**ABOUT THIS EXERCISE**. Every line below that contains the word "blue" must be copied.

**DATASET EXCERPTS**.
[Start of section]

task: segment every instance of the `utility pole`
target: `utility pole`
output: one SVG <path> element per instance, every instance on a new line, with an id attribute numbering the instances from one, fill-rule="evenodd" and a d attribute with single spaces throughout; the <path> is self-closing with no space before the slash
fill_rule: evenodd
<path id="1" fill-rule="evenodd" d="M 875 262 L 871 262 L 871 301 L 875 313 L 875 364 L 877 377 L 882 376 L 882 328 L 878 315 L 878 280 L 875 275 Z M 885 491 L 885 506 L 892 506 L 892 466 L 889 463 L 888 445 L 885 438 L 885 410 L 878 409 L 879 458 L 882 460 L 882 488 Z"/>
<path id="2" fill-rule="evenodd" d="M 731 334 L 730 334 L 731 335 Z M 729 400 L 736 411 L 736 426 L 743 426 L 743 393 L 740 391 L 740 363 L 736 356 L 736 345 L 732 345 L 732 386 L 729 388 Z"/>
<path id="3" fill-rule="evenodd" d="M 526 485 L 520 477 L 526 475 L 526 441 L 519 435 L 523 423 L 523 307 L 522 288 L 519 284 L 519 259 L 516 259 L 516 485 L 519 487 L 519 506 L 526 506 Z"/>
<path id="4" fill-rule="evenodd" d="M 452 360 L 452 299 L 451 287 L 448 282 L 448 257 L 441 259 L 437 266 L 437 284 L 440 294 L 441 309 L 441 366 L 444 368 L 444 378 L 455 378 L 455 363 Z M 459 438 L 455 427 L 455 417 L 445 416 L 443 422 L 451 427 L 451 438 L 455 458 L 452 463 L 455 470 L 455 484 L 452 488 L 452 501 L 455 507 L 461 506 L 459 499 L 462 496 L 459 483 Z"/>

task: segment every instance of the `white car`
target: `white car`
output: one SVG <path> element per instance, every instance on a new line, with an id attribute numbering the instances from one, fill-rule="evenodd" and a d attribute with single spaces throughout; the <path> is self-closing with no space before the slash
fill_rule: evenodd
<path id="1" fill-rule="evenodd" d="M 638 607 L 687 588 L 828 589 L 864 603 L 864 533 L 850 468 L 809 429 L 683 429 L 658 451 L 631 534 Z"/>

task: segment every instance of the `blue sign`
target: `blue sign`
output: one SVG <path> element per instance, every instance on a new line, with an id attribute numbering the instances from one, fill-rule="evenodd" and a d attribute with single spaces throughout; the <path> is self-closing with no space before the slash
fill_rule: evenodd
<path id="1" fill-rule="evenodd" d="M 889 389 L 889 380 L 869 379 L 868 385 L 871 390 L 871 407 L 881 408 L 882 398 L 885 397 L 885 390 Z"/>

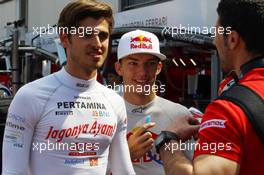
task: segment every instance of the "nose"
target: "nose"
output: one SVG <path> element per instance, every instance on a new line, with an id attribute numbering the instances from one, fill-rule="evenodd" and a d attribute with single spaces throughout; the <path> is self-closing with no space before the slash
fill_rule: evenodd
<path id="1" fill-rule="evenodd" d="M 145 77 L 147 75 L 147 66 L 145 64 L 139 64 L 137 66 L 137 71 L 138 75 L 140 75 L 141 77 Z"/>
<path id="2" fill-rule="evenodd" d="M 98 35 L 93 35 L 90 42 L 91 42 L 90 44 L 96 49 L 102 47 L 102 42 Z"/>

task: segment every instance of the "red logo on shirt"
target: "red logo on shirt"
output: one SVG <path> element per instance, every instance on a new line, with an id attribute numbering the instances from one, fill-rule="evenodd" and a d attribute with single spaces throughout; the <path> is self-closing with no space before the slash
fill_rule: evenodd
<path id="1" fill-rule="evenodd" d="M 206 128 L 225 128 L 226 127 L 225 122 L 226 120 L 221 120 L 221 119 L 207 120 L 201 124 L 199 131 Z"/>
<path id="2" fill-rule="evenodd" d="M 62 141 L 64 138 L 75 137 L 78 138 L 81 134 L 92 134 L 94 137 L 97 135 L 113 136 L 116 129 L 116 123 L 114 125 L 101 124 L 97 121 L 92 124 L 76 125 L 67 129 L 54 129 L 50 127 L 46 139 L 56 139 L 57 142 Z"/>

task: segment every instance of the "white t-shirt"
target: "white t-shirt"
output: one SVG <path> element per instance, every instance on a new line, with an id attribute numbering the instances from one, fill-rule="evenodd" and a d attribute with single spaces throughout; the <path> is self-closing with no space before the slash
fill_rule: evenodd
<path id="1" fill-rule="evenodd" d="M 123 99 L 59 72 L 23 86 L 6 121 L 2 175 L 134 175 Z"/>
<path id="2" fill-rule="evenodd" d="M 150 129 L 154 139 L 176 117 L 191 115 L 186 107 L 159 96 L 143 106 L 132 105 L 127 101 L 125 101 L 125 104 L 128 117 L 128 137 L 132 134 L 133 128 L 144 124 L 145 117 L 148 115 L 151 116 L 151 122 L 156 123 Z M 193 151 L 186 151 L 186 154 L 188 157 L 192 157 Z M 132 160 L 132 162 L 137 175 L 165 175 L 160 156 L 154 148 L 151 149 L 151 155 L 148 152 L 140 159 Z"/>

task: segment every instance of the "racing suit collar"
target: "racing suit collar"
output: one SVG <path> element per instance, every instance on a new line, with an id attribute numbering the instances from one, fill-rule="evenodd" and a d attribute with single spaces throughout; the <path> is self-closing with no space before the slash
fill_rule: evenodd
<path id="1" fill-rule="evenodd" d="M 91 89 L 97 82 L 96 76 L 90 80 L 79 79 L 70 75 L 64 67 L 59 72 L 57 72 L 55 76 L 58 81 L 60 81 L 65 86 L 80 91 L 86 91 L 88 89 Z"/>
<path id="2" fill-rule="evenodd" d="M 153 105 L 156 98 L 157 97 L 155 96 L 155 98 L 152 101 L 144 105 L 134 105 L 124 100 L 126 104 L 127 112 L 133 114 L 146 114 L 148 112 L 147 109 Z"/>

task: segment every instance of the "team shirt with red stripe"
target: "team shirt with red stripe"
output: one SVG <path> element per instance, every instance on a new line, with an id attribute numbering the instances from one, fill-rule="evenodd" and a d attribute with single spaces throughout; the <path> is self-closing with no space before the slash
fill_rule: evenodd
<path id="1" fill-rule="evenodd" d="M 230 83 L 223 82 L 230 86 Z M 264 99 L 264 68 L 249 71 L 240 83 L 255 90 Z M 228 89 L 224 86 L 221 85 L 222 89 Z M 208 105 L 198 143 L 202 147 L 196 149 L 194 157 L 217 155 L 237 162 L 241 175 L 263 174 L 264 144 L 242 109 L 229 101 L 216 100 Z"/>

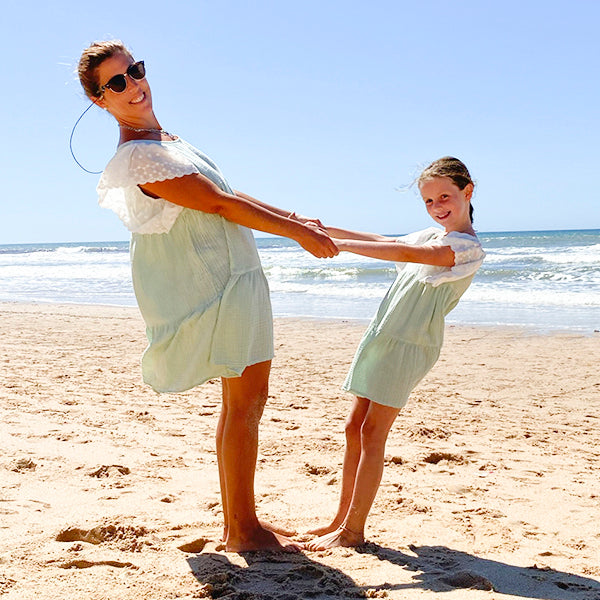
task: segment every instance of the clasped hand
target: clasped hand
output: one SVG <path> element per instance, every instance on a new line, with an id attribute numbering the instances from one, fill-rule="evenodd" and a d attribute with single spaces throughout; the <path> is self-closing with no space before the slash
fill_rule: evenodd
<path id="1" fill-rule="evenodd" d="M 294 219 L 307 227 L 313 235 L 310 239 L 300 242 L 300 245 L 317 258 L 332 258 L 339 254 L 339 249 L 327 233 L 327 229 L 319 219 L 312 219 L 291 213 L 290 219 Z"/>

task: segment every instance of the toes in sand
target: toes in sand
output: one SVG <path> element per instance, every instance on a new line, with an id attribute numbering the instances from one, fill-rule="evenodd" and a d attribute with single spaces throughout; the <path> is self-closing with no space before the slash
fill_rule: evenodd
<path id="1" fill-rule="evenodd" d="M 304 544 L 295 542 L 290 538 L 260 528 L 254 534 L 243 539 L 227 539 L 225 549 L 227 552 L 257 552 L 269 550 L 273 552 L 300 552 Z"/>
<path id="2" fill-rule="evenodd" d="M 339 528 L 339 524 L 330 523 L 329 525 L 325 525 L 324 527 L 315 527 L 314 529 L 309 529 L 306 533 L 308 535 L 316 535 L 321 537 L 326 535 L 327 533 L 332 533 Z"/>
<path id="3" fill-rule="evenodd" d="M 339 527 L 335 531 L 322 535 L 312 542 L 306 544 L 308 550 L 327 550 L 328 548 L 346 547 L 353 548 L 360 546 L 365 541 L 361 533 L 350 531 L 345 527 Z"/>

[End of section]

**REPLY**.
task: segment every instance of the `blue sign`
target: `blue sign`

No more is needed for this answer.